Segment Start: PROVIDED RECORDS

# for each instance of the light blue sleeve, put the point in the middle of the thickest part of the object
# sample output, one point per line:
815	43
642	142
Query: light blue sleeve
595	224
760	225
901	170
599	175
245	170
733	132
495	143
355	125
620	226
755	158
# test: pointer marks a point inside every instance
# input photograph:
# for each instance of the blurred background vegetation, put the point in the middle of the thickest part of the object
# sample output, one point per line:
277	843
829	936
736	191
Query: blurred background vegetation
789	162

Segment End: PROVIDED RECORDS
Segment Start: PROVIDED RECORDS

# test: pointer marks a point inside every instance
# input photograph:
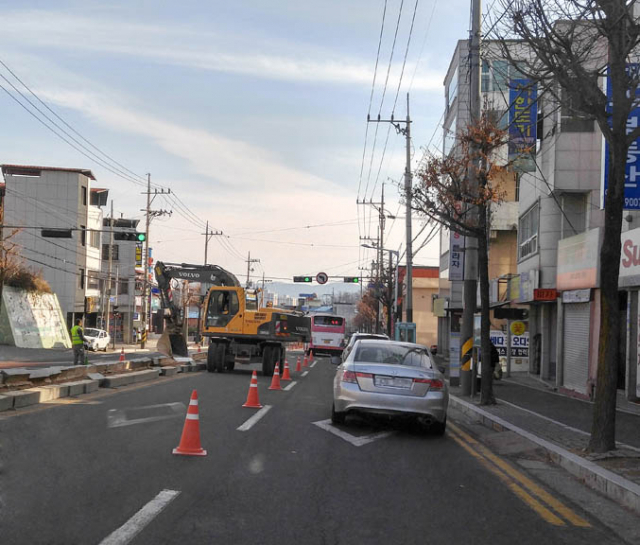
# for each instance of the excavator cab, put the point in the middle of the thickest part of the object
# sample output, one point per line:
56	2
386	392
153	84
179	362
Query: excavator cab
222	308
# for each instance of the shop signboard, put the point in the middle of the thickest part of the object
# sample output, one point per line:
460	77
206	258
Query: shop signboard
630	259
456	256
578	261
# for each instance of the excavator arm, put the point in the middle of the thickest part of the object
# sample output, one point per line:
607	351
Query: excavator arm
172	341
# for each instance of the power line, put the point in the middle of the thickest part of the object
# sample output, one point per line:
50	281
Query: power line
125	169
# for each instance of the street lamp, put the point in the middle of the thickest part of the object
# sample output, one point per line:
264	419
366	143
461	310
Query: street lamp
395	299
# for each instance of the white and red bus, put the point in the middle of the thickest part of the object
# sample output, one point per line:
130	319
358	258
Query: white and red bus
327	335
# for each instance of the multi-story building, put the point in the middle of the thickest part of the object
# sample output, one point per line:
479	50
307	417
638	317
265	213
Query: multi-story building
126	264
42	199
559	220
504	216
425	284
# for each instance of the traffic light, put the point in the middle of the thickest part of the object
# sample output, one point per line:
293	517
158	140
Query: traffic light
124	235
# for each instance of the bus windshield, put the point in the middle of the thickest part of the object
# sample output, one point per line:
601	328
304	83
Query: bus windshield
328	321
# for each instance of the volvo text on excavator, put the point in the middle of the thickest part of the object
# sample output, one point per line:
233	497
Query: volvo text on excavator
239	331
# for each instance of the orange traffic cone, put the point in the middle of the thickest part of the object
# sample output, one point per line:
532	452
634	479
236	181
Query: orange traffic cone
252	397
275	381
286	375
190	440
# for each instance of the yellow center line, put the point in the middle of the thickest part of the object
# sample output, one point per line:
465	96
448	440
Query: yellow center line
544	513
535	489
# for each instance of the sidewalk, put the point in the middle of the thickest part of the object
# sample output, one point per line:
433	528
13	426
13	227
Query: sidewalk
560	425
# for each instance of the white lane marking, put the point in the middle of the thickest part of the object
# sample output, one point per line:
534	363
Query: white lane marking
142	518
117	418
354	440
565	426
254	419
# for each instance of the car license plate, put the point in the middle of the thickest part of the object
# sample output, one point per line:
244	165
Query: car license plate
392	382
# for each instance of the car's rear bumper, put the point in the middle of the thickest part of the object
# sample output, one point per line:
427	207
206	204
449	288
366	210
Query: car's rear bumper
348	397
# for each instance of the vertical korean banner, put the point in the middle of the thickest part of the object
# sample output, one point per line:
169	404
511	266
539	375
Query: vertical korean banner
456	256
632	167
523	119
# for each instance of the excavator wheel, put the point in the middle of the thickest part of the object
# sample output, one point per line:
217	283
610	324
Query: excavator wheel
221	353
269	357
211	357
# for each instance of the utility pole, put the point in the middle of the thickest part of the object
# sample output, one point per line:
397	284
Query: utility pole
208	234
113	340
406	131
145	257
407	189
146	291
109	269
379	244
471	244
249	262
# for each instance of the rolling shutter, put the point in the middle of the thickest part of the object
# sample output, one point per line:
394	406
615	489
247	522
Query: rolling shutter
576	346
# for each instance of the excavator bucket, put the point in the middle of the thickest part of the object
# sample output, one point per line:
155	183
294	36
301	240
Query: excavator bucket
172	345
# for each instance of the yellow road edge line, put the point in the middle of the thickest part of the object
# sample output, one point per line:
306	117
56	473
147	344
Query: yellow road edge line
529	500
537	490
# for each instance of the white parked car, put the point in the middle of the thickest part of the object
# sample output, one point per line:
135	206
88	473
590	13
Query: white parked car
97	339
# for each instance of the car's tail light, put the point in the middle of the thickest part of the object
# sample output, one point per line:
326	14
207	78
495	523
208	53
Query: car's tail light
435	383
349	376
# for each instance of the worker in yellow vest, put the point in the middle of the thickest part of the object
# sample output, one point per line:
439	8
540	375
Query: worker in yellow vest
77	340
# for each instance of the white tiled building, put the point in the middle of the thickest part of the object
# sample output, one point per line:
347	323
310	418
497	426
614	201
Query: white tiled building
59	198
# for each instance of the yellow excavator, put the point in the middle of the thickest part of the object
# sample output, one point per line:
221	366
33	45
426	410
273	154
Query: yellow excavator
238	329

Segment End: PROVIDED RECORDS

### INSTRUCTIONS TO FOLLOW
The entries above hold a line with "Query: volvo text on excavator" and a later line with "# for each instance of the sidewalk, put". Write out exactly those lines and all lines between, nothing more.

### WRITTEN SOLUTION
Query: volvo text on excavator
239	331
# for each instance of the orange traffic cone, put the point in the middle of the thickest part of the object
# sample output, one point per line:
532	452
634	479
236	181
Query: orange traffic cone
252	397
275	381
286	375
190	440
# for each instance of the yellow center line, put the point in the middle of the thickest part of the object
# sample output, one point per line:
465	96
448	440
Query: yellow center line
544	513
535	489
# for each instance of the sidewalk, put the point in the middle of the thickest part of the object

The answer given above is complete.